▶ _Raw records_

— BEGIN —

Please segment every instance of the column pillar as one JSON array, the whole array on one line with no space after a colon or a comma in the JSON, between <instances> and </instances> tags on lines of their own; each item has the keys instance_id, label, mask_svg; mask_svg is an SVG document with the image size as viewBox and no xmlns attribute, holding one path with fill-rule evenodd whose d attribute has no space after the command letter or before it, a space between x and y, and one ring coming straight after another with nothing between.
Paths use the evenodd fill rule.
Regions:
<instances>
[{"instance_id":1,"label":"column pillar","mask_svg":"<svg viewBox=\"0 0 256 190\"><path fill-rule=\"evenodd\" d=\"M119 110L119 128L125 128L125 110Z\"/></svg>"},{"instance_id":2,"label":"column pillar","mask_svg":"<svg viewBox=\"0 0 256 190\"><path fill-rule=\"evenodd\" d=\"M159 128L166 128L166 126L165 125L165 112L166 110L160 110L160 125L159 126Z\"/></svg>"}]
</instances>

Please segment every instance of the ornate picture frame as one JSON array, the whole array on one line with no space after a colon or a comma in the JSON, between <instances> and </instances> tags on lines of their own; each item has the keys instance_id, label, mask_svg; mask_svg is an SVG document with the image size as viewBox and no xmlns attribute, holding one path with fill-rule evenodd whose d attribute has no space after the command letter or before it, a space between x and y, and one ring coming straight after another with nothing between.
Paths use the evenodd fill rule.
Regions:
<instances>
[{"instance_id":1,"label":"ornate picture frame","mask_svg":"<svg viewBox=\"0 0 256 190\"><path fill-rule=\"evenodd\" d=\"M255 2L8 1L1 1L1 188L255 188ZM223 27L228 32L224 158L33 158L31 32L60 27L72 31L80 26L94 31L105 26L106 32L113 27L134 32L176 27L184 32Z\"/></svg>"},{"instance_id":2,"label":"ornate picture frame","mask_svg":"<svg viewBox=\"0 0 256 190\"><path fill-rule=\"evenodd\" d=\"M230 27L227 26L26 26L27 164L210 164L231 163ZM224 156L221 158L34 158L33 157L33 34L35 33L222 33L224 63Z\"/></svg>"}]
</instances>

— END —

▶ _GIVEN REQUEST_
Convert the entries above into a Markdown table with two columns, Row and Line, numbering each non-blank line in order and leaving blank lines out.

▶ _RESULT BELOW_
| Row | Line |
|---|---|
| 1 | Please segment every instance of the column pillar as one JSON array, the whole array on one line with no space after a colon or a comma in the JSON, between <instances> and </instances> tags on lines of their own; each item has the keys instance_id, label, mask_svg; mask_svg is an SVG document with the image size as viewBox and no xmlns attribute, holding one path with fill-rule evenodd whose d attribute has no space after the command letter or before it, a space between x and y, and one ring coming straight after another with nothing between. |
| 2 | Paths use the evenodd fill rule. |
| 3 | Regions: |
| 4 | <instances> |
| 5 | [{"instance_id":1,"label":"column pillar","mask_svg":"<svg viewBox=\"0 0 256 190\"><path fill-rule=\"evenodd\" d=\"M119 110L119 128L125 128L125 110Z\"/></svg>"},{"instance_id":2,"label":"column pillar","mask_svg":"<svg viewBox=\"0 0 256 190\"><path fill-rule=\"evenodd\" d=\"M159 128L166 128L166 126L165 125L165 112L166 110L160 110L160 125L159 126Z\"/></svg>"}] |
| 6 | </instances> |
| 7 | Please segment every instance of the ornate picture frame as one JSON array, the whole array on one line with no space after a colon or a comma in the JSON, between <instances> and </instances> tags on lines of their own; each item has the keys instance_id, label, mask_svg; mask_svg is an SVG document with the image size as viewBox and no xmlns attribute, holding one path with fill-rule evenodd whose d attribute has no space after the command letter or before it, a space between x and y, and one ring coming straight after another with nothing between. |
| 8 | Paths use the evenodd fill rule. |
| 9 | Regions: |
| 10 | <instances> |
| 11 | [{"instance_id":1,"label":"ornate picture frame","mask_svg":"<svg viewBox=\"0 0 256 190\"><path fill-rule=\"evenodd\" d=\"M255 2L8 1L1 1L1 188L255 188ZM223 27L228 32L224 158L33 158L31 32L60 27L72 31L80 26L94 31L105 26L106 32L113 27L134 32L176 27L184 32Z\"/></svg>"},{"instance_id":2,"label":"ornate picture frame","mask_svg":"<svg viewBox=\"0 0 256 190\"><path fill-rule=\"evenodd\" d=\"M230 27L227 26L26 26L27 164L210 164L231 163ZM224 156L221 158L34 158L33 157L33 34L35 33L222 33L224 63Z\"/></svg>"}] |
| 12 | </instances> |